Passage:
--------------------------------
This is a follow-up blog post to a write up I did last year on upgrading your virtual hardware.  The post I did was really trying to show people how easy the virtual hardware to version 7 was, and that despite it being a manual effort, it wasn’t all that painful.  There have been several other write-ups in the community that cover how to automate this task to save you time and effort.  In the end, there was no easy automated way to accomplish this task that was officially supported.

There are so many great new features that are being released with vSphere 5 that some of the small stuff might get missed.  As a former VI admin, this is one of the small ones that can’t be overlooked for those of you in the trenches.  There is another new feature that is introduced with vSphere 5 called “VMware Auto Deploy” that somewhat competes with VUM from a ESX deployment methodology.  If you would like to learn more about Auto Deploy, check out Gabe’s write-up here.

 

In a Nutshell

  • VUM can be used to upgrade your ESX 3.x hosts and vSphere 4 hosts to 5.0 (3.x makes a pit stop at 4)
  • VUM can be used to upgrade your vSphere “Classic” hosts to ESXi
  • VUM can now remediate multiple ESX hosts at the same time rather than queuing up (think multi-threaded)
  • VUM can automatically upgrade VMtools at a scheduled maintenance window
  • VUM can automatically upgrade Virtual Hardware at a scheduled maintenance window
  • VUM can no longer be used to patch guest operating systems
  • VUM requires a Windows Operating system and can not be installed on the VMware vCenter Server Appliance
  • VUM can automatically upgrade your Virtual Hardware from version 4 or 7 to version 8 (vSphere 5)
--------------------------------
Raw data:
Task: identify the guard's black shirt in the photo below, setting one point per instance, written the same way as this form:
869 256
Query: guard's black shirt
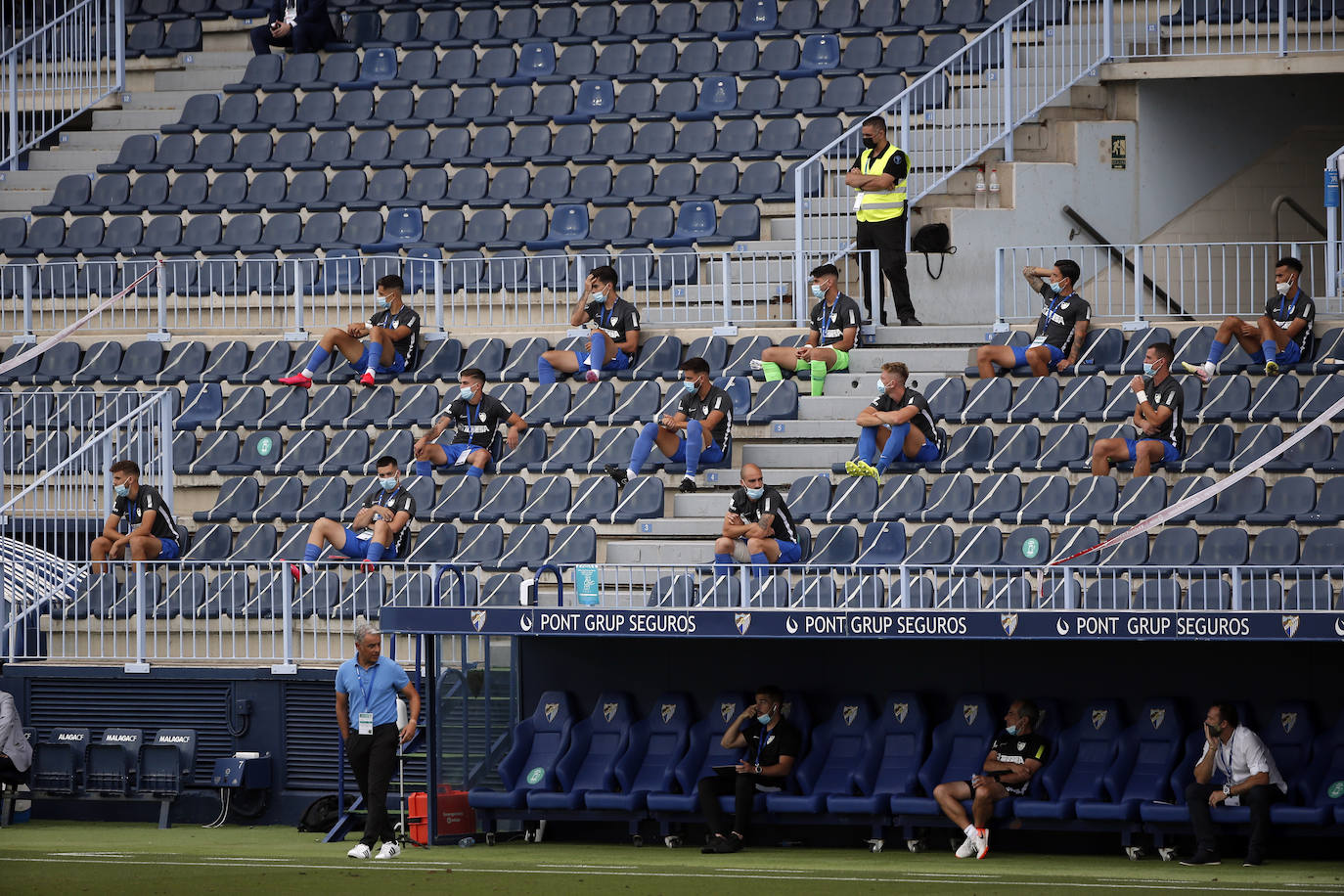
--------------------------------
Stated task A: Please translate this sentence from the VUM post into Spanish: "There have been several other write-ups in the community that cover how to automate this task to save you time and effort."
Stated task B: According to the VUM post, which feature introduced with vSphere 5 somewhat competes with VUM as a way to deploy ESX?
Stated task C: Carry the VUM post on from its last bullet point.

Task response A: Ha habido varios otros artículos en la comunidad que explican cómo automatizar esta tarea para ahorrarte tiempo y esfuerzo.

Task response B: VMware Auto Deploy.

Task response C:
Update Manager to the rescue

You can now use vSphere Update Manager to perform orchestrated upgrades to upgrade the virtual hardware and VMware Tools of virtual machines in the inventory at the same time.  Not only can you use VMware update Manager (VUM) to upgrade your ESX hosts to version 5 you can also leverage it assist with the hundreds of VM’s you need to address as part of the upgrade process!  This is a huge time saver and will help eliminate configuration drift across your environment, as I am sure your virtual infrastructure has only grown bigger since the last time we went through this. 

Let’s walk through what this process looks like, and how you can now configure update manager to accomplish this.  I am going to assume you have already setup or upgraded your Virtual Center to version 5, and you have also updated or installed VUM 5.

Automate the VMware Tools upgrade

The first step in upgrading your virtual infrastructure is to crate a plan of attack.  Most of my customers group their virtual machines by applications or by lines of business.  This typical grouping won’t lend itself well to our virtual machine updating that we need to do.  I suggest creating a few folders in the “VM’s and Templates” view that you can use to help facilitate this upgrade.  As you can see below I created three different folders that you can use to temporarily move the vm’s into for their scheduled maintenance.   I suggest creating different upgrade windows that you will attach to these three folders (after getting change management approval of course!).  Yes there is downtime required for this process!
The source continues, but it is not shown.